[Records provided]
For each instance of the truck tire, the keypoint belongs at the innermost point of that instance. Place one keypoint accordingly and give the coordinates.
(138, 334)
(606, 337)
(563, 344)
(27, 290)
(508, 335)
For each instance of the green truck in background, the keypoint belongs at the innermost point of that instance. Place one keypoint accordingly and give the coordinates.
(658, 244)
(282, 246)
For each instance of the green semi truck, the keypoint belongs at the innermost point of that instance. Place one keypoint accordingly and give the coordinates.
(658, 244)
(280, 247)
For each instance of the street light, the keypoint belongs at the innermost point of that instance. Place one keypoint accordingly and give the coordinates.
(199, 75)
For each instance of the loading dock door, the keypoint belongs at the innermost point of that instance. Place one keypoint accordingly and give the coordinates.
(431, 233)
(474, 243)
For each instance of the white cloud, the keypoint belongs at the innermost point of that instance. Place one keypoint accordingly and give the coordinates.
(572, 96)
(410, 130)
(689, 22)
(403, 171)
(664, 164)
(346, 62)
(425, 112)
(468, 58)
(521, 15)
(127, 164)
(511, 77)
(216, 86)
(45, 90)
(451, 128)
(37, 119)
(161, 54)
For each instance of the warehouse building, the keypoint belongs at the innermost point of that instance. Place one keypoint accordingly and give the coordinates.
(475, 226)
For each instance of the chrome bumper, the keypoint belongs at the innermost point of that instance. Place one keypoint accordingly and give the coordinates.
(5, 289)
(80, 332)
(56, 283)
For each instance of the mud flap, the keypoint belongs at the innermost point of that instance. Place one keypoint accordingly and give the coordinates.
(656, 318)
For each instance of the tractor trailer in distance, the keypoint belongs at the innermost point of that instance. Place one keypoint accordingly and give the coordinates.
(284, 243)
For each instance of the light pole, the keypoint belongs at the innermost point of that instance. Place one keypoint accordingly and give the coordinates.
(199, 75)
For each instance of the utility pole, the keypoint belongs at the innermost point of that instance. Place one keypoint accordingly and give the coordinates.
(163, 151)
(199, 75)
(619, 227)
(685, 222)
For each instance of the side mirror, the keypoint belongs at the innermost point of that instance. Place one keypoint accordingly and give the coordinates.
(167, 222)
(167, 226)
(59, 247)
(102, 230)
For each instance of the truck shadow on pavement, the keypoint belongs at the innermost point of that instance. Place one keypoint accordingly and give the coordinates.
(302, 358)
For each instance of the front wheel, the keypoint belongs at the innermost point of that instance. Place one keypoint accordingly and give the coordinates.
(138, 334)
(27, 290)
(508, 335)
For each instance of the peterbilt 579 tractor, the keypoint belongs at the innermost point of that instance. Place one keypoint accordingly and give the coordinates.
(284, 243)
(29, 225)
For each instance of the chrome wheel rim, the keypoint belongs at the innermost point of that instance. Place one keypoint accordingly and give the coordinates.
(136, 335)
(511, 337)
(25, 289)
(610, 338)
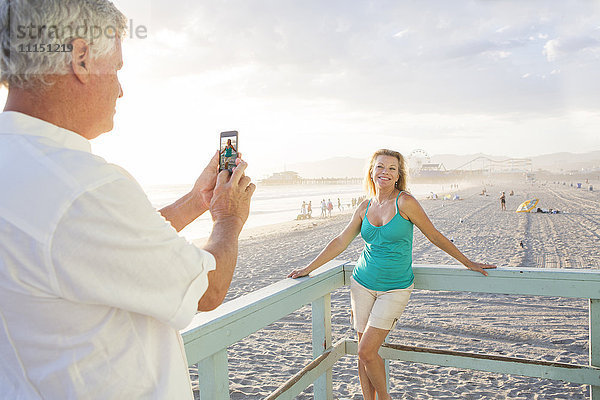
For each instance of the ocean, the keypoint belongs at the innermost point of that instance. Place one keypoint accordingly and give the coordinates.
(274, 204)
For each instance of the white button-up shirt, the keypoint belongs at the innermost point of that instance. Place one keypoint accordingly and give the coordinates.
(94, 282)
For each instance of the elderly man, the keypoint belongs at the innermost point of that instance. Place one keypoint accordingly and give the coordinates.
(94, 283)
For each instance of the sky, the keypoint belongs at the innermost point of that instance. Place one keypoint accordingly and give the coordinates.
(310, 80)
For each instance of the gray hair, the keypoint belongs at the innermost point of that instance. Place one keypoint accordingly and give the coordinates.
(36, 36)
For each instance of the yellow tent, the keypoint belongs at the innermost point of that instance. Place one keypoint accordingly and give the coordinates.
(527, 205)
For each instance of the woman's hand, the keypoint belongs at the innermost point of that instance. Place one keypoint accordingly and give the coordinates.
(479, 267)
(297, 273)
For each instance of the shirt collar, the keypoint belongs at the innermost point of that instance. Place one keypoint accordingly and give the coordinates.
(13, 122)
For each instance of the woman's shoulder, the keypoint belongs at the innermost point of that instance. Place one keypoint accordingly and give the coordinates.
(362, 207)
(406, 198)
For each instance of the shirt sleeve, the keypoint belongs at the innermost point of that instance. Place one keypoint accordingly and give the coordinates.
(112, 248)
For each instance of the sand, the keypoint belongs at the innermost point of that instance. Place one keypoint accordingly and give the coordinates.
(542, 328)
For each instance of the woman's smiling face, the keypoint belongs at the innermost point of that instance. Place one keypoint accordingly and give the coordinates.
(385, 171)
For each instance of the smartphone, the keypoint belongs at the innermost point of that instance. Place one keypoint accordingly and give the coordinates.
(228, 150)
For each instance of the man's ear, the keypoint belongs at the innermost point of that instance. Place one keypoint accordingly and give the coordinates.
(81, 59)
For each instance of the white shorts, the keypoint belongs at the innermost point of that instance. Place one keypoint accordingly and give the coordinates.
(377, 309)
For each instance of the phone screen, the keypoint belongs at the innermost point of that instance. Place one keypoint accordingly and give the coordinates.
(228, 150)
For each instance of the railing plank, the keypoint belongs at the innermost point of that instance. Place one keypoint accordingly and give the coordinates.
(296, 385)
(321, 341)
(582, 284)
(580, 374)
(594, 342)
(245, 315)
(213, 377)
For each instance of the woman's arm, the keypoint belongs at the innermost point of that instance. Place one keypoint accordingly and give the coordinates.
(337, 245)
(411, 207)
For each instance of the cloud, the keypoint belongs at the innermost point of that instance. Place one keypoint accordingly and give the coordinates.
(558, 48)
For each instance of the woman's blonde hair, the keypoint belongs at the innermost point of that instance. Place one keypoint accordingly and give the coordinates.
(402, 172)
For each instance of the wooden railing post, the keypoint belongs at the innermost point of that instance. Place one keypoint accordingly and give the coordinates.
(213, 377)
(595, 343)
(321, 341)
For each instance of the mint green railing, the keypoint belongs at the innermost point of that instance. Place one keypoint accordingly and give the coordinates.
(208, 336)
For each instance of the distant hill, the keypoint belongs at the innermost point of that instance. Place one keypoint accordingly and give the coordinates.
(341, 167)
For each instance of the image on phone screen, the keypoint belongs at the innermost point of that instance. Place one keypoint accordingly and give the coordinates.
(228, 150)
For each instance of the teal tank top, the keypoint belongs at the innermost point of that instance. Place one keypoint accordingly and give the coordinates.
(386, 261)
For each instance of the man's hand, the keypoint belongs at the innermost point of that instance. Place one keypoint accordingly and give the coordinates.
(205, 184)
(229, 207)
(231, 194)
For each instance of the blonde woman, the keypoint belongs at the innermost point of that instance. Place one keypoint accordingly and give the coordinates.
(382, 280)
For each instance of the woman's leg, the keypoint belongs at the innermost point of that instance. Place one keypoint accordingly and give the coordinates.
(365, 384)
(372, 364)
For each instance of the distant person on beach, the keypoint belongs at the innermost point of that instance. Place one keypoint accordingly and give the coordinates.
(382, 280)
(229, 154)
(96, 283)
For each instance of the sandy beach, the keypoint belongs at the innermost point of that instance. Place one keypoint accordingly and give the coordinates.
(542, 328)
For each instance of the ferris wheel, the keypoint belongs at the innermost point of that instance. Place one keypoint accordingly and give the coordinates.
(417, 158)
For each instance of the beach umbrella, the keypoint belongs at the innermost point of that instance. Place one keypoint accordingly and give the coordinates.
(527, 205)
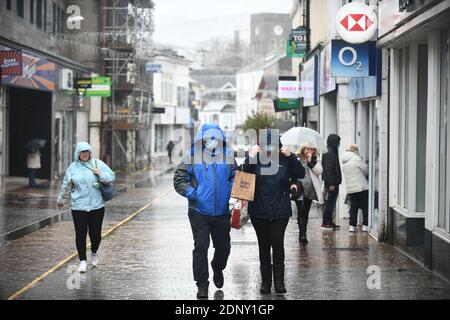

[Aim of the exercise] Reproduce the entire listing above word for word, omitting the pictures.

[Solution to this exercise]
For each instance of the truck tire, the keypoint belongs at the innermost point of that instance. Place one keypoint accordingly and give the coordinates.
(138, 334)
(606, 337)
(563, 344)
(27, 290)
(508, 335)
For each instance of the green truck in background, the keypoint belongs at the innermost point of that instance. Place one keypoint accordingly and give the coordinates.
(658, 244)
(282, 246)
For each instance of the green semi truck, the keypoint belongs at the innermost point of that instance. Place one keypoint accordingly and give the coordinates.
(658, 244)
(280, 247)
For each instance of the street light, the keypoint belongs at the innermost point of that instance. Place one keypoint accordingly and give the coordinates.
(199, 75)
For each instance of the loading dock door, the keypoint belongs at the innermost point of that instance. Place one keypoint accordingly and give the coordinates.
(431, 233)
(474, 243)
For each instance of the white cloud, the keypoint belongs at the innermost point of that instance. Place one keypoint accordingly and give the coordinates.
(572, 96)
(410, 130)
(689, 22)
(403, 171)
(664, 164)
(346, 62)
(425, 112)
(468, 58)
(521, 15)
(127, 164)
(511, 77)
(216, 86)
(45, 90)
(451, 128)
(37, 119)
(161, 54)
For each instance of the warehouse building, the keypoint belongs at the innermost point of that instance. Place one keypoint accordingly and give the coordinates.
(475, 226)
For each instance of the chrome bumper, the keypoint belongs at the innermost point of that instance. Place one keypoint accordingly and give the coordinates.
(5, 289)
(80, 332)
(56, 283)
For each instance of the mud flap, the keypoint belongs at the innermost point of that instance. Place one keypoint accordingly and give the coordinates.
(656, 318)
For each instance of the tractor trailer in distance, the keypoint belongs at the innermost point of that instance. Place one keypoint accordingly and give the coordinates.
(284, 243)
For each instance of the light pole, the keypoint belongs at the innermost point of that instance. Place one keypoint accordingly and give the coordinates.
(199, 75)
For each instance of the utility pole, the keypoint belongs at the innermost point of that instance. Place one keypoint accordingly and give the coordinates.
(163, 151)
(199, 75)
(619, 227)
(685, 222)
For each instance of the side mirror, the keypoint belongs at the innermost point of that instance. Place one keypoint accordingly and give the coordinates.
(167, 222)
(167, 226)
(59, 247)
(102, 230)
For each instance of the truck shadow on pavement, the keypoint belongs at the innermost point of that instance. Place one keypoint accordingly and give the coordinates.
(302, 358)
For each instance of the front wheel, the keypoint belongs at the innermost point of that instance. Place one keypoint accordingly and give the coordinates.
(138, 334)
(27, 290)
(508, 335)
For each instance of the peterbilt 579 tractor, the keypoint belongs at the innermost point of that instance. Place one keypoint accordingly and give the coordinates.
(284, 243)
(29, 225)
For each instance of the chrome wheel rim, the keypoint belongs at the innermost point of that instance. Place one keypoint accordingly and give the coordinates.
(136, 335)
(511, 337)
(25, 289)
(610, 338)
For each instance of the ocean, the keypoint belongs at the innermost point of that instance. Place one keypoint accordingly and give the coordinates.
(274, 204)
For each instance of the white button-up shirt, the keypoint belongs at the innermost point of that instance. Place one keypoint accordingly and give the coordinates.
(94, 282)
For each instance of the elderly man, the keypoint belongs at the innermost point of that instance. Place one keypoint accordingly and give the coordinates.
(94, 283)
For each instance of the sky, the keypoint belongs at the innermost point of that instance. Place one keypoint accordingly and give the coordinates.
(310, 80)
For each instance of the gray hair, the keypoint belongs at the innermost point of that instance. Place one keypoint accordingly and give the coordinates.
(36, 36)
For each instance of the yellow tent, the keypoint belongs at the innermost point of that instance. Place one keypoint accordingly and give the coordinates.
(527, 205)
For each instance of the woman's hand, the keypoint belongs at the innermost point of that instance. Place one keypoint accordingly and give the coordinates.
(479, 267)
(297, 273)
For each instance of the shirt collar, the keypoint belongs at the innermost point of that instance. Place one keypoint accordingly and give the coordinates.
(13, 122)
For each instance of the woman's shoulder, the keypoint belongs at the innermost point of that instance. Place one keypoint accordingly and give the coordinates.
(362, 207)
(406, 198)
For each instance of the shirt sleeve, the keypoint belongs at the innermost point of that instance. Place one keypoint accordingly and give the coordinates.
(112, 248)
For each instance of the sand, the keypoint belongs at the innermost point of that instance. Place one keypoint accordingly and give the coordinates.
(542, 328)
For each instance of the woman's smiling face, the keypoint belongs at the innermost point of that instance. Place one keypoint accordingly and give the coordinates.
(385, 171)
For each instance of the smartphone, the keypoint belongs at the innermost point of that instance. Place one keypoint accordingly and give the coordinates.
(228, 150)
For each instance of the man's ear, the keypoint belongs at the innermost point of that instance. Place one keypoint accordingly and give the coordinates.
(81, 59)
For each instance of the white shorts, the keypoint belongs at the innermost point of that instance. Place one keypoint accordingly and give the coordinates.
(377, 309)
For each instance of the phone screen, the keypoint belongs at the innermost point of that instance. Place one keypoint accordingly and give the coordinates.
(228, 150)
For each instance of the railing plank, the keypoint belongs at the innermost point of that instance. Place one keypoint accordingly and give the coordinates.
(296, 385)
(321, 341)
(582, 284)
(580, 374)
(594, 342)
(245, 315)
(213, 377)
For each instance of the woman's arm, the keypoint belongs at the innermost point of that instance. Place one keypoint accordingly and give the coordinates.
(337, 245)
(411, 207)
For each instance of the cloud, the keypoint belongs at the innermost point of that instance. Place one keypoint accordingly and give the coordinates.
(558, 48)
For each instance of the woman's blonde hair, the keypoint belongs at the innermost point of that instance. Place one keypoint accordingly and give the coordinates.
(402, 172)
For each instance of the wooden railing post, the keypoint belongs at the innermost point of that instance. Place one keypoint accordingly and give the coordinates.
(213, 377)
(595, 343)
(321, 341)
For each instance of the mint green railing, the keypoint belongs at the innermost point of that instance. Place one keypoint accordingly and give the coordinates.
(208, 336)
For each instance of the distant hill, the keypoint belongs at the innermost point of that instance. Place one keypoint accordingly and give the coordinates.
(341, 167)
For each instance of the image on phone screen, the keypoint belongs at the innermost point of that instance. Place one keypoint accordingly and give the coordinates.
(228, 150)
For each instance of the teal tank top, the keypoint belongs at the innermost point of that instance. Place one keypoint accordingly and give the coordinates.
(386, 261)
For each instance of the man's hand, the keypoint belongs at the innermost point of that instance. Place one keypoint accordingly and give the coordinates.
(205, 184)
(229, 207)
(231, 194)
For each instance of the blonde woman, the keypoint belongs at the innermost point of that instance. Place one keypoint accordingly and give the coordinates.
(382, 280)
For each instance of the woman's leg, the keypoint belongs at the innermost point of that instance. Place one keypoint accordingly and give the coordinates.
(365, 384)
(372, 364)
For each instance of the distant person on beach, the keypoint belongs at the innermost point of that instance. Place one keypoint accordingly and give the coordinates.
(382, 280)
(229, 154)
(96, 283)
For each instance of the sandy beach, the keypoint belongs at the innermost point of that instance. Place one keypoint accordingly and give the coordinates.
(542, 328)
For each instance of the ferris wheel, the keypoint belongs at the innermost point of that instance. Place one keypoint accordingly and give the coordinates.
(417, 158)
For each instance of the beach umbrella, the keypoint belongs at the innermost point of that instance. Place one keypoint accordingly and give the coordinates.
(527, 205)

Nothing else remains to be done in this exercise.